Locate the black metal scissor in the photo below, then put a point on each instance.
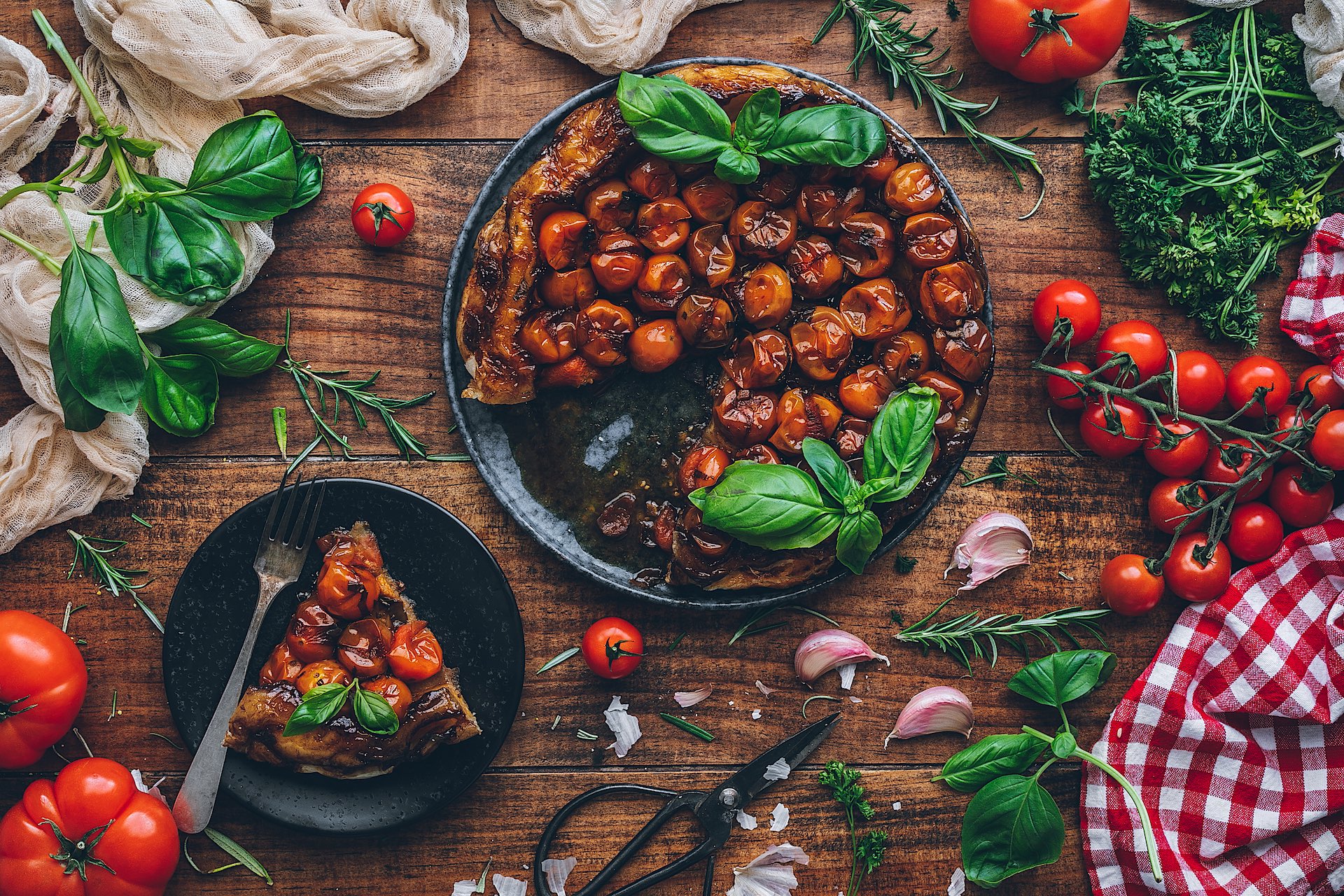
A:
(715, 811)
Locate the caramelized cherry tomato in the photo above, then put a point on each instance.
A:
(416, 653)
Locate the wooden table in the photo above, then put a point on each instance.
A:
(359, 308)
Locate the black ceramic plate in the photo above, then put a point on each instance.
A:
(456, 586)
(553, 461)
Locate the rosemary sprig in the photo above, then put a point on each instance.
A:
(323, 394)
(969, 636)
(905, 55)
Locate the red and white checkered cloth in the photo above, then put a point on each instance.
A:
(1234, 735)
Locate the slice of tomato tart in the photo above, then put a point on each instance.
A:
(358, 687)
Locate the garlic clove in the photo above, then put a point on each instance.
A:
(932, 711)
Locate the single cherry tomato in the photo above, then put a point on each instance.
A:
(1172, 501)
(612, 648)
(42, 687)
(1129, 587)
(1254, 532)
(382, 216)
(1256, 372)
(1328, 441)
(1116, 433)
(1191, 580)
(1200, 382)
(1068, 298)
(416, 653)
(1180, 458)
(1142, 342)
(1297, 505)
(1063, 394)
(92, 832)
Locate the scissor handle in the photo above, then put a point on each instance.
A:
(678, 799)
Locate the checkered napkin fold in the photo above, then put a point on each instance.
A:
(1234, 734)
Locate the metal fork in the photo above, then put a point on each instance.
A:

EXERCISE AIM
Reproduce each entry precisely; the pictures stay out.

SOLUTION FOR THIS PROBLEM
Locate the black metal scissor in the photo below, then put a point on each instance.
A:
(715, 811)
Locate the caramelized cherry tomato in the photo above, then put a point on each instance.
A:
(416, 653)
Locate the wooden table in the photo above, then put a point on each instance.
A:
(359, 308)
Locate the black ceramic plate in the photo above, then put a point on each instance.
A:
(456, 586)
(553, 461)
Locate the rosemary sprig in the photo above, then put a point on each instance.
A:
(323, 394)
(969, 636)
(905, 55)
Locate the red and white checkered cloth in the photo above, then put a point on each instance.
A:
(1234, 735)
Locate the slice of tomato tart in the photo above, then put a point on each instance.
A:
(358, 687)
Locate the garlic clove in the photo above, then put a point on each instance.
A:
(932, 711)
Locate the single cherry tomato in the photo above, then put a point on each instance.
A:
(1172, 501)
(612, 648)
(42, 687)
(1129, 587)
(1254, 532)
(382, 216)
(1256, 372)
(1328, 441)
(1116, 433)
(1191, 580)
(1200, 382)
(1068, 298)
(416, 653)
(1180, 458)
(1142, 342)
(1297, 505)
(1063, 394)
(92, 832)
Locate the scissor handle in the photo above, then put a point on each instance.
A:
(678, 799)
Locate the checkered napkin fold in the photo above, then put a point on each instance.
A:
(1234, 734)
Locate the metal fork in the photo above, then put a point on each instance.
A:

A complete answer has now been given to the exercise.